Trecho:
□ □ □ □ □
Nunca amei meu corpo e nunca tirei muitas fotos. Mas preciso mesmo tirar foto para me amar de verdade? Na minha mente, essas duas ”verdades” estavam intimamente ligadas, logo, quando eu estivesse bem com minha imagem, teria mais registros do meu eu, em sua melhor versão. Só que isso não se provou uma verdade para mim. Aliás, se uma mentira repetidas vezes se torna uma verdade, o conceito de verdade pra mim tem lá seus questionamentos. 

Com 4 anos de trabalho em busca de ler, ouvir histórias e estudar a formação de ideias e narrativas sobre corpo (principalmente o feminino) na sociedade, posso afirmar que isso acontece com muitas pessoas (principalmente mulheres). Por isso, resolvi trazer aqui algo que descobri dentro de uma análise individual que pode servir pra você: estar em paz consigo mesma e com a sua aparência não te libera automaticamente para se sentir extremamente confortável na frente de uma lente.
□ □ □ □ □
Conjunto de tarefas:
a - No trecho sobre imagem corporal e fotografia, há quantos anos dura o trabalho de estudo sobre narrativas de corpo?
b - Dê continuidade ao trecho sobre imagem corporal e fotografia a partir da última frase apresentada.

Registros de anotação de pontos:
□ □ □ □ □
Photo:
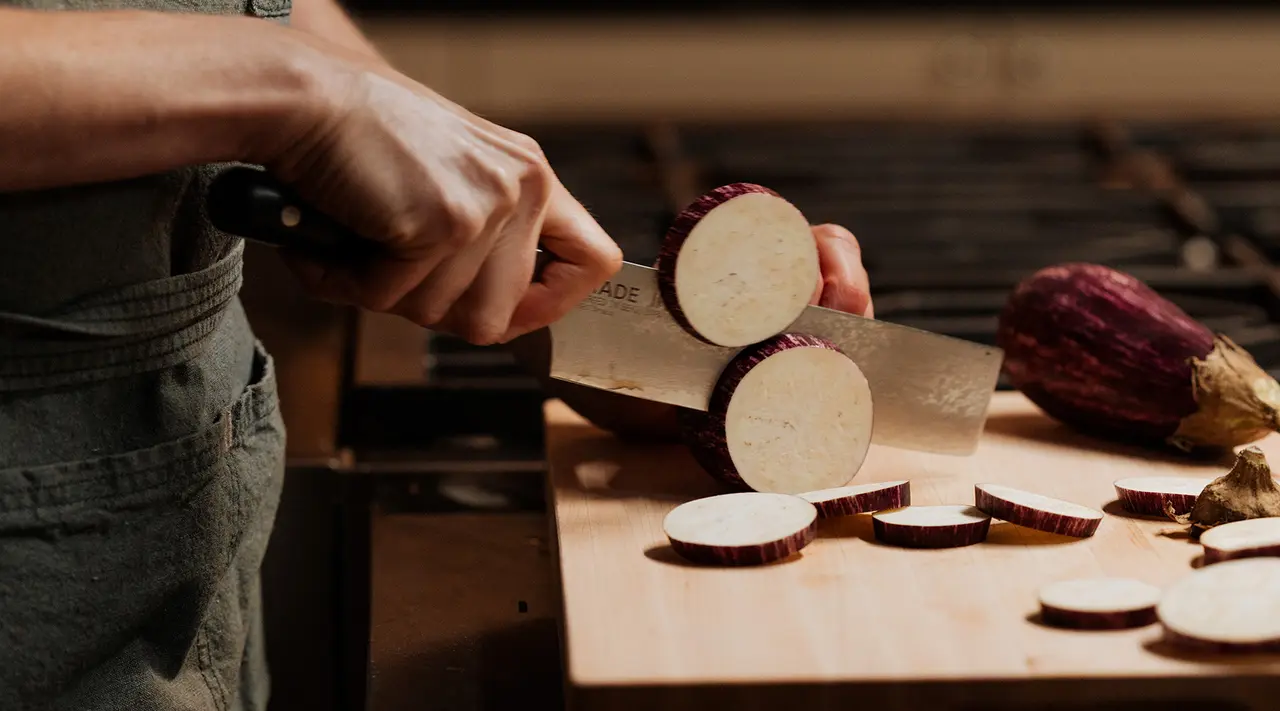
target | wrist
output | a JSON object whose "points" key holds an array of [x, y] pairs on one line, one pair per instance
{"points": [[304, 89]]}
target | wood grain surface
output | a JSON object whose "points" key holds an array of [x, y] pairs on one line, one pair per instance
{"points": [[851, 620]]}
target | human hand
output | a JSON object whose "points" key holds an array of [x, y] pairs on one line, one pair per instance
{"points": [[842, 286], [457, 204]]}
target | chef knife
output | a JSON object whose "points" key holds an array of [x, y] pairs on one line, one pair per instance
{"points": [[931, 392]]}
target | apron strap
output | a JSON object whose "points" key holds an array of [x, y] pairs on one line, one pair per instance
{"points": [[120, 332]]}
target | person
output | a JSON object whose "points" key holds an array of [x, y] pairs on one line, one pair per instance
{"points": [[141, 446]]}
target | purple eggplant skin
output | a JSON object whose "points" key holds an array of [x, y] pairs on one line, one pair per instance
{"points": [[675, 238], [704, 432], [1101, 351]]}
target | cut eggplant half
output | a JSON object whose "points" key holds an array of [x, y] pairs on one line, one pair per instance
{"points": [[743, 528], [1232, 606], [737, 265], [931, 527], [862, 498], [789, 415], [1037, 511], [1249, 538], [1098, 604], [1147, 496]]}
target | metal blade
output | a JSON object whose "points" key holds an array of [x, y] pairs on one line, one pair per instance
{"points": [[931, 392]]}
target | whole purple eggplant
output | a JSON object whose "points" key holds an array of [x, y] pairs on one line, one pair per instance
{"points": [[1101, 351]]}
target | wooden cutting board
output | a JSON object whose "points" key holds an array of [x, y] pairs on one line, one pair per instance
{"points": [[850, 621]]}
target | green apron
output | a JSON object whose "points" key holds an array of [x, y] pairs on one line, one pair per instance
{"points": [[141, 446]]}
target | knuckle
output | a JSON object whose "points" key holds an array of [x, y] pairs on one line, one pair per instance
{"points": [[406, 228], [481, 333], [380, 301], [538, 181], [465, 222], [529, 144]]}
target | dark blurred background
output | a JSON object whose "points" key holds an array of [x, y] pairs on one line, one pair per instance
{"points": [[965, 144]]}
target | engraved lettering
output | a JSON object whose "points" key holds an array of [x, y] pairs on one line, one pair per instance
{"points": [[620, 292]]}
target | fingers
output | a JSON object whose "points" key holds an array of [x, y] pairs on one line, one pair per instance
{"points": [[586, 256], [489, 304], [845, 285]]}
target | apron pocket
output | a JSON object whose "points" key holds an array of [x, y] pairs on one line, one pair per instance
{"points": [[128, 580], [272, 8]]}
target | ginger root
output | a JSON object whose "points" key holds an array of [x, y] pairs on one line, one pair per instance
{"points": [[1244, 492]]}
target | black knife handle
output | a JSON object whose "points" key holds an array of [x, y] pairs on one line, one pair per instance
{"points": [[254, 205]]}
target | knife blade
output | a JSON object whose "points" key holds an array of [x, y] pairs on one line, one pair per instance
{"points": [[931, 392]]}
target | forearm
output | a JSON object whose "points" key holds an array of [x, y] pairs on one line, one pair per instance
{"points": [[327, 19], [114, 95]]}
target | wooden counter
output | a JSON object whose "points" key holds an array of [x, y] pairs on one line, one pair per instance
{"points": [[850, 621]]}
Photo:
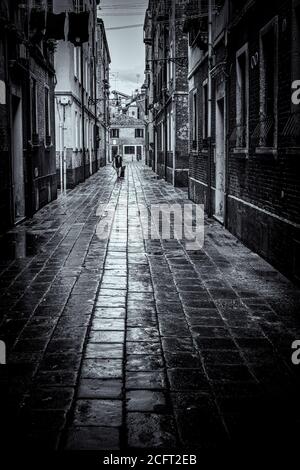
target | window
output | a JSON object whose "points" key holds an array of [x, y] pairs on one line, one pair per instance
{"points": [[194, 120], [268, 84], [34, 125], [114, 133], [242, 97], [47, 117], [139, 133], [205, 110]]}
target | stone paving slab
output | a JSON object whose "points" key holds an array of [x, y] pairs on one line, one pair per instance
{"points": [[124, 343]]}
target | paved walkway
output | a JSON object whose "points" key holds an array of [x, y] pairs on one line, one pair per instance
{"points": [[140, 343]]}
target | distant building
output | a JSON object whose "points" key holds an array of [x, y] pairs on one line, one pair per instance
{"points": [[167, 129], [27, 132], [81, 97], [127, 137]]}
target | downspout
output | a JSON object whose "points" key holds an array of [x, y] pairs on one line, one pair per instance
{"points": [[9, 127], [227, 90], [29, 194], [165, 107], [209, 111], [82, 112], [95, 59]]}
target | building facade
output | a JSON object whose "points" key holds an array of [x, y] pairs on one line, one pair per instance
{"points": [[27, 132], [167, 90], [81, 119], [244, 137], [127, 137]]}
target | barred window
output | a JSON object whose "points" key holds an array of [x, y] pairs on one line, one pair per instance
{"points": [[139, 133]]}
□ □ □ □ □
Respostas fornecidas:
a - Quatro anos.

b -
Vou partir da minha base em teoria de mídias e comunicação como boa jornalista. Fotografia é um tipo de mídia, certo? Então, ela é uma representação, um registro que narra sozinho sua própria história. Ao longo do tempo, uma foto pode até ter significados diferentes, resgatar sentimentos diferentes, mesmo sendo a mesma foto – assim como os vídeos. O que possibilita até a construção de uma nova realidade. Você viu a série WandaVision (Disney, 2021)? Lembra qual recurso eles usaram no início para mostrar os protagonistas vivendo outras realidades? As mídias são fábricas de histórias e sonhos.

Não é todo mundo que se sente confortável com um eu registrado, imutável e recortado no tempo. Você pode mudar, mas o registro vai tá lá, do jeito que ele é. Uma foto é capaz de datar uma memória, inclusive hoje, com a internet, uma memória que não mais nos pertence. Como assim? Simples desse jeito: o digital (agora não só as fotos, mas os vídeos também) pertence à nuvem. Estão na memória dos eletrônicos. Não é como um álbum de fotos e porta-retratos guardados na casa da sua avó. 

Logo, querendo ou não, tendo consciência ou não, essa tutela da sua vida em imagens não está somente na palma da sua mão. Antes, se ver em uma fotografia era um processo que possuía quase um ritual de espera até a famosa revelação do filme. Sem contar que os momentos eram selecionados, com número de fotos específico, porque o filme simplesmente… acabava!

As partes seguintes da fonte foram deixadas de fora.